» Data to use:
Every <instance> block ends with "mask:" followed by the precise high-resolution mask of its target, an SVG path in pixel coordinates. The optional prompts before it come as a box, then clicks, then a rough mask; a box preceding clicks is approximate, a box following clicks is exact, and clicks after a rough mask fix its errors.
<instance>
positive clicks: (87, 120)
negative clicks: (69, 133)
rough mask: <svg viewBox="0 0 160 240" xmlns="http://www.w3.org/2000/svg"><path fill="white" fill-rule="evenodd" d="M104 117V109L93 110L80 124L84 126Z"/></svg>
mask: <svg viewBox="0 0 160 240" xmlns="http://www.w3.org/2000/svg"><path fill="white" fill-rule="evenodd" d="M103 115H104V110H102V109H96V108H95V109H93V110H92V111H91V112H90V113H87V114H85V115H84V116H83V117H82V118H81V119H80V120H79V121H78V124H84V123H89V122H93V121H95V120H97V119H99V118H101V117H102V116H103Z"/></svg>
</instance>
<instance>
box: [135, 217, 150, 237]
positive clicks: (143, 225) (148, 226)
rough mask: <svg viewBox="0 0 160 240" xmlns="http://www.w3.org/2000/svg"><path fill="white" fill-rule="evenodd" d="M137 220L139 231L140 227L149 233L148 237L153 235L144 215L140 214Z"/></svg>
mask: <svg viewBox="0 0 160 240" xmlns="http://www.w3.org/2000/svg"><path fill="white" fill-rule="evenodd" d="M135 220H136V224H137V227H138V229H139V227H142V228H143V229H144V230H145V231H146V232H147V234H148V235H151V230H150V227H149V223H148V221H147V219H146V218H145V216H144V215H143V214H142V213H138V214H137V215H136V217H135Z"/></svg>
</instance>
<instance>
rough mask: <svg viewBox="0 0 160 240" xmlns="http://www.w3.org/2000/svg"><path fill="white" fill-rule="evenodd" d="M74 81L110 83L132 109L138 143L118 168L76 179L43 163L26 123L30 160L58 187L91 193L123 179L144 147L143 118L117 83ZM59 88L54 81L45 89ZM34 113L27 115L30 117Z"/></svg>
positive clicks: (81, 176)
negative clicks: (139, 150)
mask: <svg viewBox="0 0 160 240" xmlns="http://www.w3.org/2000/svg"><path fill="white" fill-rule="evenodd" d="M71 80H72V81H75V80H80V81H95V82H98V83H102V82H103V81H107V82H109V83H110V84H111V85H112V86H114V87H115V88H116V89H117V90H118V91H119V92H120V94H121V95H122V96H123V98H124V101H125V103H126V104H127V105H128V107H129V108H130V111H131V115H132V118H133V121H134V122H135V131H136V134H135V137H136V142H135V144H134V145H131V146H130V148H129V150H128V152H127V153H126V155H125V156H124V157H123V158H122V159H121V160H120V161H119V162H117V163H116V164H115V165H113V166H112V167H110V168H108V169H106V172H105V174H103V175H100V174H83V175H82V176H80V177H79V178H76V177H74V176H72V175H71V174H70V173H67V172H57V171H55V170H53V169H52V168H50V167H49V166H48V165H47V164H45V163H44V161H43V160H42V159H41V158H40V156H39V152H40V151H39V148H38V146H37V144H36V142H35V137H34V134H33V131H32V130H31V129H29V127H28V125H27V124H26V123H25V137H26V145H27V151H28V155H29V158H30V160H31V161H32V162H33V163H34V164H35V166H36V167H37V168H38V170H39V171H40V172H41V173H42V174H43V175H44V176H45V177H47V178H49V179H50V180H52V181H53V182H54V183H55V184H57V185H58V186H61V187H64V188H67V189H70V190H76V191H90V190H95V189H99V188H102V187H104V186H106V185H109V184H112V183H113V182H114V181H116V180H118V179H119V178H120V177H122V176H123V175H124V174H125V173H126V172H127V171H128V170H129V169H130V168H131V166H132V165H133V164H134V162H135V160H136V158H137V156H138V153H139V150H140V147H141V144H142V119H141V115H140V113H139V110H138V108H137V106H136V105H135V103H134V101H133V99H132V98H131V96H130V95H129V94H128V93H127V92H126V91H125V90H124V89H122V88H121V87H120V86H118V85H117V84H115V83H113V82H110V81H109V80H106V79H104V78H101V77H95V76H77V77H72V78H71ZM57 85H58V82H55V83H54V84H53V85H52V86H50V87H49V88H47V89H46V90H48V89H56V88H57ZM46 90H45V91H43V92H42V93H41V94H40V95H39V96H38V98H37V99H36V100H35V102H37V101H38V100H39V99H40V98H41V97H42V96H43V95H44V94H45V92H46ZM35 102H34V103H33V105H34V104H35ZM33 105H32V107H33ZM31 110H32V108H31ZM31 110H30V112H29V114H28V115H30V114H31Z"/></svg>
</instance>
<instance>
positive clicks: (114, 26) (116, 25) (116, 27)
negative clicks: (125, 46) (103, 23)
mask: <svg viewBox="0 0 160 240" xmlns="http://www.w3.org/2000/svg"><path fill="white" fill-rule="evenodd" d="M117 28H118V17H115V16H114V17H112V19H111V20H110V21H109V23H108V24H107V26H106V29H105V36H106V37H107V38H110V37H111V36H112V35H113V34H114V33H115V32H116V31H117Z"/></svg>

» Problem to solve:
A line counts if it holds the word "positive". Work out how many lines in the listing count, and give only that number.

» Solution for this problem:
4